- [WHAT YOU NEED TO DO]
Would you please repeat the lines in the listing below from the one containing "Reviewer note: confirm each instance of the dark barred" through the final one, exactly as they appear?

=== Begin Enclosure ===

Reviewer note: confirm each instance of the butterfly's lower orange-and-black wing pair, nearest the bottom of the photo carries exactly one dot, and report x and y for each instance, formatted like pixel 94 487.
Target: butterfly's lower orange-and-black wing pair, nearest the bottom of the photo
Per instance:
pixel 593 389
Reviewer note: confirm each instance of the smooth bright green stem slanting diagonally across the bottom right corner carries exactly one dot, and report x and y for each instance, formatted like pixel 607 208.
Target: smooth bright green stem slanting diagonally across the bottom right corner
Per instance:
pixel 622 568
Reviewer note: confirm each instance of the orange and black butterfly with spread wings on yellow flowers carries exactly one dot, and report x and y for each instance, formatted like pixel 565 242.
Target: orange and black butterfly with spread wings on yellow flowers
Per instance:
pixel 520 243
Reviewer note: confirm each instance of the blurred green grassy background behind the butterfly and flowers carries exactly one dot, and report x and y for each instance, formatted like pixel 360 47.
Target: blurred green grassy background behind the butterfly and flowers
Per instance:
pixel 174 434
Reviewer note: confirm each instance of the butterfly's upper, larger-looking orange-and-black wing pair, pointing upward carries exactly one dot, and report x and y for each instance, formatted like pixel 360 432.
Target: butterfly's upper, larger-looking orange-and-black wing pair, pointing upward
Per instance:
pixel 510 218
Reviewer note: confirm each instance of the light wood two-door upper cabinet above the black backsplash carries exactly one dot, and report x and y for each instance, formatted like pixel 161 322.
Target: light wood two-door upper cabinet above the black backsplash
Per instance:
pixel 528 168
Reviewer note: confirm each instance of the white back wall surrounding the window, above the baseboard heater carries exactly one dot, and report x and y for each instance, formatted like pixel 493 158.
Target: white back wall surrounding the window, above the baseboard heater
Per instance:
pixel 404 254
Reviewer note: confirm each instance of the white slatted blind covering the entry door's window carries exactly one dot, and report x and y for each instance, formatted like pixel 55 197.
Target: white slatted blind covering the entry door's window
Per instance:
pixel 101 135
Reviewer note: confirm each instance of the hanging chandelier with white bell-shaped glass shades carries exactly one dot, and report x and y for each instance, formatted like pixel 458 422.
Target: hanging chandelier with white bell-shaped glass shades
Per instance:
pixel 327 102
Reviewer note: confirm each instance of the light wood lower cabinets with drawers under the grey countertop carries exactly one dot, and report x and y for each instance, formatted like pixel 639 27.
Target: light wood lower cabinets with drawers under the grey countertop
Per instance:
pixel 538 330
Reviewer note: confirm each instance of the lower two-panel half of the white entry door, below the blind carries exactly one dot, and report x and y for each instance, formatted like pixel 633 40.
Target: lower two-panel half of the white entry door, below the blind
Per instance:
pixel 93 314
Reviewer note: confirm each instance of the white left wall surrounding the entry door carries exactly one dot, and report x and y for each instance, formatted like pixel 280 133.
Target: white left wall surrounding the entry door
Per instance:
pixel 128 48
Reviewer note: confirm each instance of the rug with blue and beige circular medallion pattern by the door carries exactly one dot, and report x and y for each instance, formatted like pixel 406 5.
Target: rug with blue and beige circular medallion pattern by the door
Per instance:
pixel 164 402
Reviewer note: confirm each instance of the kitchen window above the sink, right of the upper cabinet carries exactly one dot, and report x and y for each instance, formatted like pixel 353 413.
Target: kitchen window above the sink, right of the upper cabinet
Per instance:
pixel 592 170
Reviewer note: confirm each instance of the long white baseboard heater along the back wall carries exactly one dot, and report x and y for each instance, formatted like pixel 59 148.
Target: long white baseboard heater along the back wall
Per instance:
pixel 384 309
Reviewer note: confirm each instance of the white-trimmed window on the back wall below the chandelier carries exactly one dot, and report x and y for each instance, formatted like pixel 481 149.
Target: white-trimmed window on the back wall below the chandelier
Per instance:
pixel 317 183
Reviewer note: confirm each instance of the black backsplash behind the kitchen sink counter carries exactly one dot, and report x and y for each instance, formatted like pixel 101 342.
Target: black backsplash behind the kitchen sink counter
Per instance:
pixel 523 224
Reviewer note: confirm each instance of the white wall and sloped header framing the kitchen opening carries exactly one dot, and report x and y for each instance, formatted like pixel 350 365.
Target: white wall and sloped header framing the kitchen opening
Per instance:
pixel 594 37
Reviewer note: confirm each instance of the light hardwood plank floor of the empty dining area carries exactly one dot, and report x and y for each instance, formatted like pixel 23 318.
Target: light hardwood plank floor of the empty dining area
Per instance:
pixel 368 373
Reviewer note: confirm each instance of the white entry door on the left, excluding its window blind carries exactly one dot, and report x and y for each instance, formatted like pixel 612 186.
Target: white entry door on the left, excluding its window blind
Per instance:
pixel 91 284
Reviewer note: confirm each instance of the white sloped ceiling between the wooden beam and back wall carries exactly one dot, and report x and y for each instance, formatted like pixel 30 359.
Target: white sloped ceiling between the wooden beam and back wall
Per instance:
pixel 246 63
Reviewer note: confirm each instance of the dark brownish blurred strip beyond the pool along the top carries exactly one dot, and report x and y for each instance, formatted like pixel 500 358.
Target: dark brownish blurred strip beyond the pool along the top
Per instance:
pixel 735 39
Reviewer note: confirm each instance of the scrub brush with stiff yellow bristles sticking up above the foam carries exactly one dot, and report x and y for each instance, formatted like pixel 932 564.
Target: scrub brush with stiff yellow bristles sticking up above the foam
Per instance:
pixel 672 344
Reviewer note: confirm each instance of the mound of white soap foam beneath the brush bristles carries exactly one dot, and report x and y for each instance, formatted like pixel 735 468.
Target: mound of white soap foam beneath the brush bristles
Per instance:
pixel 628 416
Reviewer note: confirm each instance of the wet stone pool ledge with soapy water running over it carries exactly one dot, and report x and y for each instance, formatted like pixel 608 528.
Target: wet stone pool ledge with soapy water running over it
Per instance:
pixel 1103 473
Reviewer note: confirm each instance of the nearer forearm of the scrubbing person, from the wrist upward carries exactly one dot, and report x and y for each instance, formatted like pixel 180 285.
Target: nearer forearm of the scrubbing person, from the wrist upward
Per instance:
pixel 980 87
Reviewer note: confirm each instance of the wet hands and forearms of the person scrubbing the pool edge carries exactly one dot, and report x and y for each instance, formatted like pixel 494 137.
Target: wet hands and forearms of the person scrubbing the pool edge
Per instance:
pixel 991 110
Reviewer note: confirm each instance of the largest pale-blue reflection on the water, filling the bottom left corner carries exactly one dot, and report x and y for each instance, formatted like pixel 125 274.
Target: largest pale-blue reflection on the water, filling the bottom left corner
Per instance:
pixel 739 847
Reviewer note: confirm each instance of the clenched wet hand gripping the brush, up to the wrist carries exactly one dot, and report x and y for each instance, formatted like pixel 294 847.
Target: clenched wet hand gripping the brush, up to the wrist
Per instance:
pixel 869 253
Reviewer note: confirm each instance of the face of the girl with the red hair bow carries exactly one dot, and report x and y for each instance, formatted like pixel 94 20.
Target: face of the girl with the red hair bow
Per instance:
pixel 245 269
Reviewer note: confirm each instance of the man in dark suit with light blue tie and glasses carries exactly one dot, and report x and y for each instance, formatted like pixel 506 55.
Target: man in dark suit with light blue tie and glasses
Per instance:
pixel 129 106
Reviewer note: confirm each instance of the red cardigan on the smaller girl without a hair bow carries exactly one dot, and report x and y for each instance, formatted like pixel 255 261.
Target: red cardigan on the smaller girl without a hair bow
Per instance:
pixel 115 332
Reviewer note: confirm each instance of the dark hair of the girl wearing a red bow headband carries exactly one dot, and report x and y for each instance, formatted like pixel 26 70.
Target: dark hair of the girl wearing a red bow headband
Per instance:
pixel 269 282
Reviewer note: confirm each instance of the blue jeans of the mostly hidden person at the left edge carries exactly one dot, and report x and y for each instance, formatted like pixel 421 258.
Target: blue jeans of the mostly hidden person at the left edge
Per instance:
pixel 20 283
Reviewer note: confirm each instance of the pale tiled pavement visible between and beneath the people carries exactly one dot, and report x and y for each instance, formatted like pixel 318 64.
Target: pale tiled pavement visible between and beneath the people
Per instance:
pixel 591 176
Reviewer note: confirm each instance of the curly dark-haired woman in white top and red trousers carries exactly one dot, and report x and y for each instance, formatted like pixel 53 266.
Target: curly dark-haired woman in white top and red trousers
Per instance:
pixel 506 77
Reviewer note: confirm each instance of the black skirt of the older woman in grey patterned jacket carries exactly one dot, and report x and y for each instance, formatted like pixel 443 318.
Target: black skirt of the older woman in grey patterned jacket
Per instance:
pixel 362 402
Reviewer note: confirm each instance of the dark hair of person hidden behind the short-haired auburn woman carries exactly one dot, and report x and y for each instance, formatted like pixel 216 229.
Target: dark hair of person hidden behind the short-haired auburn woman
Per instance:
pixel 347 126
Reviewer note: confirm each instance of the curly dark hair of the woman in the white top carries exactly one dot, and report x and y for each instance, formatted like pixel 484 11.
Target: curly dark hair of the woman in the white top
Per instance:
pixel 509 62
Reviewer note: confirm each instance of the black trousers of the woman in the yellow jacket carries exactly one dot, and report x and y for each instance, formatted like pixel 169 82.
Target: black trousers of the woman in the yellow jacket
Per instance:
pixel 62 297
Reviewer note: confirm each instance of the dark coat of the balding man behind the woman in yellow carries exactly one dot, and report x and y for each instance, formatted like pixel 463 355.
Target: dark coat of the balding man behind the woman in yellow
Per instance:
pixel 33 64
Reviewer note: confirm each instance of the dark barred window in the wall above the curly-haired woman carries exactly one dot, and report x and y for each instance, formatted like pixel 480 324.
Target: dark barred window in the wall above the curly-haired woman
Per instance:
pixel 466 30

=== End Enclosure ===

- [EXERCISE RESPONSE]
Reviewer note: confirm each instance of the dark barred window in the wall above the curly-haired woman carries exactly one dot, and report x and y for each instance, formatted like pixel 480 324.
Target: dark barred window in the wall above the curly-haired woman
Per instance:
pixel 466 30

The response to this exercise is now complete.